*Task:* According to the biography of Simon Jensen below, which band was he a permanent member of between 1997 and 2002?

*Text excerpt:*
Simon Jensen (born February 3, 1973) is a Danish jazz flutist, composer and poet. He is active in several genres and leads his own band, Simon Jensen Band. He lives in Gothenburg, Sweden.

Jensen was born in Copenhagen, the son of artist Steen Krarup Jensen. Between 1997 and 2002, he was a permanent member of the Swedish prog rock band Grovjobb, and this band made three albums during that period. In January 2005 the album All You Can Eat with Simon Jensen Band was released on Blue Beat Productions.

Jensen made his literary debut in 2009 with a collection of poems called Skärmen (in Swedish). In December 2011, his second collection of poems, Fingret, was published.

Bibliography 
 Skärmen,  (Trombone, 2009)
 Fingret,  (Trombone, 2011)
 C++ på riktigt,  (Göteborgs Tekniska College, 2019)

*Source material:*
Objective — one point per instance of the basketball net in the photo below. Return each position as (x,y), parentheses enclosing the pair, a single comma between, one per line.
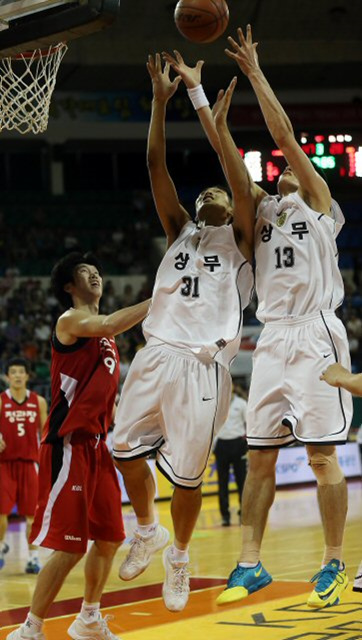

*The solution:* The Swedish prog rock band Grovjobb.